--- What is needed ---
Give the data back exactly as it stands.

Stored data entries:
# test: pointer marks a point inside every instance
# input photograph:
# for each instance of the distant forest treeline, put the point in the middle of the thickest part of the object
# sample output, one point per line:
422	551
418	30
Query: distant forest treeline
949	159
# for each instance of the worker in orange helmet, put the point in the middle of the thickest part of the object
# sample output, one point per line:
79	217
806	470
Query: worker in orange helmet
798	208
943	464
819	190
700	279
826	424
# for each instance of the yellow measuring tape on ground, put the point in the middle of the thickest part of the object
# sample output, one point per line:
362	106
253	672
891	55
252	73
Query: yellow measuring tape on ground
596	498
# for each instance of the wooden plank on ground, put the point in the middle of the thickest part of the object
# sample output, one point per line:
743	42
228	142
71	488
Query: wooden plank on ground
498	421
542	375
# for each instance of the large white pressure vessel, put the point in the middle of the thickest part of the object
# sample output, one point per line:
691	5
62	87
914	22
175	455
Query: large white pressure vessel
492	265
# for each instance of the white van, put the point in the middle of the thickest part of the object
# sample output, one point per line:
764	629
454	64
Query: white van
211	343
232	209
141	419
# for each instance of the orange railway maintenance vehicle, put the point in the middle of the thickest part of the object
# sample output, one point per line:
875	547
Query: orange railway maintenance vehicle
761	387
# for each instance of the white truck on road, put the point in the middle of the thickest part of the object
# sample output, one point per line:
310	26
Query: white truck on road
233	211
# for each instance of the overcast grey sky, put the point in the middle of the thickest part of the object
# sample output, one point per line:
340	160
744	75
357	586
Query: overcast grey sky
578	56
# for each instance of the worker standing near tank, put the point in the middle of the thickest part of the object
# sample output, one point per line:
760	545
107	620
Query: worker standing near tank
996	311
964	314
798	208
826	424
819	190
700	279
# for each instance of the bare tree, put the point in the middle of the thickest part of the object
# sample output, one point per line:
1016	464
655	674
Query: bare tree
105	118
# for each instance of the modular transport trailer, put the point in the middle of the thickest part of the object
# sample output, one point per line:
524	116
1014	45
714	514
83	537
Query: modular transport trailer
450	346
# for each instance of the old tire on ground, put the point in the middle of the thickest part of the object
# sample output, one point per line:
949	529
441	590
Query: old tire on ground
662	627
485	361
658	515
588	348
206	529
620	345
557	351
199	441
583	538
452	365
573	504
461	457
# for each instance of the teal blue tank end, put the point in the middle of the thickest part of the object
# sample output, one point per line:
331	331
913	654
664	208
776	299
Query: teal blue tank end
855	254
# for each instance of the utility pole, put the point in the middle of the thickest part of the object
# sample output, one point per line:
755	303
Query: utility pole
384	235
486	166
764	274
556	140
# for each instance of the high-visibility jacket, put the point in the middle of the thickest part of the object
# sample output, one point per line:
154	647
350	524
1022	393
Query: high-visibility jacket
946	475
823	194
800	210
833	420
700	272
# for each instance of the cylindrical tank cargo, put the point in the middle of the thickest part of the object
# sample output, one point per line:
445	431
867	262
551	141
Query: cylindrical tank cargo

--- Solution ---
# test: pointer marks a point inside every instance
# input photograph:
# for each instance of the distant forest treeline, put the point in the middle of the thickest part of the object
# sample output, one point per line:
422	551
418	30
Query: distant forest treeline
949	159
# for each instance of the worker in orange helmet, put the point in the middle of the thickest part of the object
# sample output, one point per line:
79	217
806	470
Query: worker in orange helmet
798	208
943	464
819	190
700	279
826	424
# for each instance of the yellow measuring tape on ground, put the point in the middle of the thickest part of the object
# sample output, one point per line:
362	106
253	672
891	55
252	73
Query: yellow measuring tape on ground
596	498
# for each instance of the wooden plank on ground, put the point in the middle of the thickest part of the object
# sample output, one point per line:
743	42
228	142
71	488
Query: wooden plank on ground
498	421
542	375
# for each instance of the large white pressure vessel, put the point in the middle of the thickest part of the object
# sample output, one point per line:
691	5
62	87
914	22
175	455
Query: large white pressure vessel
492	265
# for each instance of the white van, put the point in the middle of the thickest part of the object
# sample output, one point per line:
764	629
454	64
Query: white van
211	343
232	209
141	419
# for each instance of the orange railway maintenance vehicle, put the point in the middle of the thickest part of the object
# sample output, one point per line:
875	547
Query: orange railway maintenance vehicle
761	387
# for each instance of the white truck on road, put the point in the middle of the thickest part of the object
# sample output, one point per line:
310	26
Query: white truck on road
233	211
# for each instance of the overcast grey sky, put the point in the middle of the thickest part of the object
# sample output, one point per line:
340	160
744	75
357	586
Query: overcast grey sky
578	56
# for each instance of the worker standing near tank, put the point in the middle of the thickest part of the object
# sample output, one point per line:
760	545
107	620
Query: worker standing near tank
996	311
964	314
798	208
826	424
819	190
700	279
# for each instance of the bare tree, put the point in the middle of the thickest part of the object
# sample output, one point per line:
1016	464
655	674
Query: bare tree
105	118
# for each instance of the modular transport trailer, put the point in the middle of the thickest part of the object
# sample output, one point per line:
524	116
1014	45
714	514
83	537
Query: modular transport trailer
450	346
# for each instance of the old tire on ground, put the point in the middle of the thickest part of the object
# sample output, one point per line:
949	529
441	590
Query: old tire on ground
662	627
485	361
658	515
588	348
206	529
620	345
557	351
199	441
583	538
452	365
573	504
461	457
# for each instance of the teal blue tank end, put the point in the middle of the thickest part of the object
# sample output, one point per line:
331	331
913	654
664	208
776	299
Query: teal blue tank end
855	254
# for each instance of the utility pole, put the point in the middle of the thickest part of the object
# sample output, one point per line:
755	303
Query: utility pole
384	235
486	166
764	274
556	140
# for each instance of the high-visibility jacket, put the point in the middle of the thickest part of the object
# sample output, one point per line:
154	647
350	524
1022	393
Query: high-visibility jacket
946	475
823	194
800	210
833	420
700	272
# for each instance of the cylindrical tank cargo, put the point in the middle of the thickest part of the object
# sample output, one point per line:
445	431
867	262
551	141
Query: cylindrical tank cargo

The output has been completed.